#### Passage provided:
§

Dear Quentin,

What advice would you give to a widow and widower considering marriage on how to manage finances — and deal with adult children?

We are both 60 years old and plan to work a few more years, mostly for health insurance. We both have about $1.5 million in retirement savings accounts. Our spouses’ 401(k)s and IRAs rolled into our accounts.

I have another $500,000 in a brokerage and he has almost another $1 million. We both own homes with $300,000 mortgages. Mine is worth $500,000, Paul’s (not his real name) home is worth $1 million. We have no other debt.

We both have one married, and one unmarried child that we help. We both have two grandchildren.

We should be set up very well. Here’s the concern: His married, well-off daughter is very aggressive about inheritance. She wants the family home retitled in a trust. She wants all life insurance and brokerage beneficiaries in her name. Her brother has had drug-addiction problems, so she’s cutting him out even though it seems he’s the one who will need help.

‘She wants the family home retitled in a trust. She wants all life insurance and brokerage beneficiaries in her name.’

The daughter isn’t thrilled about our relationship and suggests we just live together. For religious reasons, I would never do this. Grandma shacking up? What example would I set for my grandchildren?

§

#### Task to complete:
Edit the letter to Quentin by writing out everything from "We both have one" down to "for my grandchildren?", with "grandchildren" replaced by "grandkids".

Spatial localization data

§

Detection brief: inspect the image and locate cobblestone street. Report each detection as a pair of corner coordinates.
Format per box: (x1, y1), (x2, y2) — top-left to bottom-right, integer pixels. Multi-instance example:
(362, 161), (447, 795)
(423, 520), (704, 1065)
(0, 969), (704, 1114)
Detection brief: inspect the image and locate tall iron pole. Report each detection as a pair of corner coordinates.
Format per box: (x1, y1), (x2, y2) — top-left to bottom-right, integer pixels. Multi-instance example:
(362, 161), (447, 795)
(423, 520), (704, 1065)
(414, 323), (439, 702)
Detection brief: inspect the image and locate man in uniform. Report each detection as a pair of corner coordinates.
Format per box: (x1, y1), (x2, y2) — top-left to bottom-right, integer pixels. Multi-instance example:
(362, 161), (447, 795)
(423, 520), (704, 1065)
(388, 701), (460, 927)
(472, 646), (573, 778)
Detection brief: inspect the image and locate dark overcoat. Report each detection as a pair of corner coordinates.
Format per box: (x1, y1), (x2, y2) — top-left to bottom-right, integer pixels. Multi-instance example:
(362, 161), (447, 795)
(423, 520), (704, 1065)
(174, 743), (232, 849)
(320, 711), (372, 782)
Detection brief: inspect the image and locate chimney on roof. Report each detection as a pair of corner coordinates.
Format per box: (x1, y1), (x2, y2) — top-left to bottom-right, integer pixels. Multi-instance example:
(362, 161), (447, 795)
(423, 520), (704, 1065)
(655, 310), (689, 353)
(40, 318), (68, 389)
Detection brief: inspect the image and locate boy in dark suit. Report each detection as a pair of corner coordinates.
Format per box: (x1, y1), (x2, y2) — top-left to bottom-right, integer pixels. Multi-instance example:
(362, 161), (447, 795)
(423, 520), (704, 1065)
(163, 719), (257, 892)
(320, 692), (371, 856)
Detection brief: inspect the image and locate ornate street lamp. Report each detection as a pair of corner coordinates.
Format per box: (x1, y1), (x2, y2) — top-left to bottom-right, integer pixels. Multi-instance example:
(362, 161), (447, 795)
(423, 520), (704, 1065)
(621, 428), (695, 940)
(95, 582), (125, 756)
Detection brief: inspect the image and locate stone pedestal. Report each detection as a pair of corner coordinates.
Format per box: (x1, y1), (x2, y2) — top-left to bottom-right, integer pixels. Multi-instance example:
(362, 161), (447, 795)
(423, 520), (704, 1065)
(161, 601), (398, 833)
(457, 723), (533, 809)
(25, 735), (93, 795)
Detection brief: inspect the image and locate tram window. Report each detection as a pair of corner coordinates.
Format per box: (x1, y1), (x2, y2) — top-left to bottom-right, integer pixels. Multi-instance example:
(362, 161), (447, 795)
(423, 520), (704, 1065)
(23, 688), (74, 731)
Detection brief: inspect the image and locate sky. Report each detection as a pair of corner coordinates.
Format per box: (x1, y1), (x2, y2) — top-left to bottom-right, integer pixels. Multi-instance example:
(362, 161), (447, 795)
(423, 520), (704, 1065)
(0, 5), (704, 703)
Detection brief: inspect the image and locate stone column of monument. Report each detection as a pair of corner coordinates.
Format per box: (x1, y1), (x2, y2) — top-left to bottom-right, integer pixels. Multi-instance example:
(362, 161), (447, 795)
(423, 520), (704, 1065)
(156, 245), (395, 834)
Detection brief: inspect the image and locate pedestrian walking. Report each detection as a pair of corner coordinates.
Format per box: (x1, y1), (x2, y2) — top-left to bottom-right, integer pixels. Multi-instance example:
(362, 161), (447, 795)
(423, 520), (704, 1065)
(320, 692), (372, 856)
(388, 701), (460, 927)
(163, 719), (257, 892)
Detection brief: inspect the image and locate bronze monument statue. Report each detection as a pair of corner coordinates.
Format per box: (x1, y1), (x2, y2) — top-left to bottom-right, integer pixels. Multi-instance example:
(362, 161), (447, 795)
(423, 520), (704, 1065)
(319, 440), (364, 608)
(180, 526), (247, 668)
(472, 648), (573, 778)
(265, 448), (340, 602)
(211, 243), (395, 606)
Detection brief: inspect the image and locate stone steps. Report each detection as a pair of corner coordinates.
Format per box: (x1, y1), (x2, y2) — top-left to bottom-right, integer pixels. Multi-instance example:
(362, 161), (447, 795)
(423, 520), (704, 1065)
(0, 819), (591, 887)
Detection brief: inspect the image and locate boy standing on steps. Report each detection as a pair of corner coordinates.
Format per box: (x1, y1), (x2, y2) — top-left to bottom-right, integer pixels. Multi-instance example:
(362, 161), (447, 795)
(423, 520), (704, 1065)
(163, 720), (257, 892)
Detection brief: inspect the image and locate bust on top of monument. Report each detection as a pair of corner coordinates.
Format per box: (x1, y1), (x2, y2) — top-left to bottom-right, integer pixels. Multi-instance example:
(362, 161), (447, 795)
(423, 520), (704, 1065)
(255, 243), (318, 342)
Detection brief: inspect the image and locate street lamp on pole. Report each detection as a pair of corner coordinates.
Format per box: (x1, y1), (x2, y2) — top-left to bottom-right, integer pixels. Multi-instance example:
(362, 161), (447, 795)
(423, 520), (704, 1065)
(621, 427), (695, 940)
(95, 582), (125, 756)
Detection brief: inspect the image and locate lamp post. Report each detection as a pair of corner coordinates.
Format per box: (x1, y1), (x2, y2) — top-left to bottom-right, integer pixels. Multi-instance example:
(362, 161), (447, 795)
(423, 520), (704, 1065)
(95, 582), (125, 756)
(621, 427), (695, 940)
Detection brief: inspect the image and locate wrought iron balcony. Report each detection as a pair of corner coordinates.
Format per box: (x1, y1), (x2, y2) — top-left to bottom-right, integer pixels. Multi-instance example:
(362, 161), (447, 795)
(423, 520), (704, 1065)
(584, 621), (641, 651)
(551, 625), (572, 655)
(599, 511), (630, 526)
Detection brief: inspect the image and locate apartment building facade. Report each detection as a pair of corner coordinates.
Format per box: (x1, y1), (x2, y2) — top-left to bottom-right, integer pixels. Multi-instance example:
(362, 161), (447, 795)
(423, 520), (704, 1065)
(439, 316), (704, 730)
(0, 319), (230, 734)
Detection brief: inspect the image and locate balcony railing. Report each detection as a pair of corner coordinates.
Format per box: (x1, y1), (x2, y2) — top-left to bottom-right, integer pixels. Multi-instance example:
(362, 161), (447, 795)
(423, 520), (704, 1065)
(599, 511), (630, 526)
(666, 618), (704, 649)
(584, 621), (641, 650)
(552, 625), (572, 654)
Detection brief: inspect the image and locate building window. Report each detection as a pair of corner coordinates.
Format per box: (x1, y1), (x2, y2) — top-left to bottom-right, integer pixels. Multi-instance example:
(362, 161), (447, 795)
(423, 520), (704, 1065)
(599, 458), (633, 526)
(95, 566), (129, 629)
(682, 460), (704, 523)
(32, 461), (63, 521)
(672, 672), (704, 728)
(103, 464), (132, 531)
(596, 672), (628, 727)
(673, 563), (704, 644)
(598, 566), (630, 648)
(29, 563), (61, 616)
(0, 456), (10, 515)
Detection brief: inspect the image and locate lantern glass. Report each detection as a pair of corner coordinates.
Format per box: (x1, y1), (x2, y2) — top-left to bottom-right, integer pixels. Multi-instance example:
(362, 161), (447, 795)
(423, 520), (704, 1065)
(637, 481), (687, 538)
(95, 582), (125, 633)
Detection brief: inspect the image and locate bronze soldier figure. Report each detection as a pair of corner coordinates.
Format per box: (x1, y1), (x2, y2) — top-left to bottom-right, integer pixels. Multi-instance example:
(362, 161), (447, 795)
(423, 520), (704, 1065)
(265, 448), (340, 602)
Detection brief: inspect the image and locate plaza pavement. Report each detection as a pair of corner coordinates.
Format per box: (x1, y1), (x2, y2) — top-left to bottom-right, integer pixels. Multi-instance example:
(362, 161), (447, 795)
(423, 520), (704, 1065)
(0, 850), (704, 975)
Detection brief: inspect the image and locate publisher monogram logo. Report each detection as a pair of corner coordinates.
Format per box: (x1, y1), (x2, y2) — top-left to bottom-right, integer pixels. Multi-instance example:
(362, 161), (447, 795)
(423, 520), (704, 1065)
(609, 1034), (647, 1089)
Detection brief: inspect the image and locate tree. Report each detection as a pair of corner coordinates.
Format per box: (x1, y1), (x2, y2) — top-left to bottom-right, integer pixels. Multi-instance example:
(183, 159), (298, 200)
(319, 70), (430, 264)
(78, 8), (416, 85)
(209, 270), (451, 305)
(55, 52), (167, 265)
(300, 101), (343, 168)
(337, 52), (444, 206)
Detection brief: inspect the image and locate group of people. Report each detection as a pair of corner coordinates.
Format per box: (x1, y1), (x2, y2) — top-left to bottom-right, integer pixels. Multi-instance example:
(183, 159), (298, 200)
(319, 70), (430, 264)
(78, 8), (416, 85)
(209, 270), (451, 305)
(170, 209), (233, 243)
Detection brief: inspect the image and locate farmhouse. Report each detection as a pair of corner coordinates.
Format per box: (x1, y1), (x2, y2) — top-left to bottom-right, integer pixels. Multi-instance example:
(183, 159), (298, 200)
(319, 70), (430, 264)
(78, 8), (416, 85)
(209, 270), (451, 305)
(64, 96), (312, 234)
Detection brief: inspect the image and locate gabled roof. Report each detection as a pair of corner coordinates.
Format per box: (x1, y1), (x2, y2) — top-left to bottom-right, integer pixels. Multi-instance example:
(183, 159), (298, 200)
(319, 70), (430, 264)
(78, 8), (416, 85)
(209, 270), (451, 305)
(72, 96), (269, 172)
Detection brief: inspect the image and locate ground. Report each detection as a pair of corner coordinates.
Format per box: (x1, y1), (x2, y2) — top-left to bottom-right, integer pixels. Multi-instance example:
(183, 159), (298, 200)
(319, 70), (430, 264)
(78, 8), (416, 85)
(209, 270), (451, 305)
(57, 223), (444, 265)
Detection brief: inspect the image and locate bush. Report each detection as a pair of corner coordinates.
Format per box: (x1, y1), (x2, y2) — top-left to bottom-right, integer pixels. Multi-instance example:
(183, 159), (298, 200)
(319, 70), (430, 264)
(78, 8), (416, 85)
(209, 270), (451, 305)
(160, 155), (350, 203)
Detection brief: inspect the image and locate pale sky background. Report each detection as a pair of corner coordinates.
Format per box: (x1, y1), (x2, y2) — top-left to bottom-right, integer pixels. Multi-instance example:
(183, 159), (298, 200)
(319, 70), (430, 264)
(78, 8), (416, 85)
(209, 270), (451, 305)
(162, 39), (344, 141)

§

#### Exercise result:
We both have one married, and one unmarried child that we help. We both have two grandkids.

We should be set up very well. Here’s the concern: His married, well-off daughter is very aggressive about inheritance. She wants the family home retitled in a trust. She wants all life insurance and brokerage beneficiaries in her name. Her brother has had drug-addiction problems, so she’s cutting him out even though it seems he’s the one who will need help.

‘She wants the family home retitled in a trust. She wants all life insurance and brokerage beneficiaries in her name.’

The daughter isn’t thrilled about our relationship and suggests we just live together. For religious reasons, I would never do this. Grandma shacking up? What example would I set for my grandkids?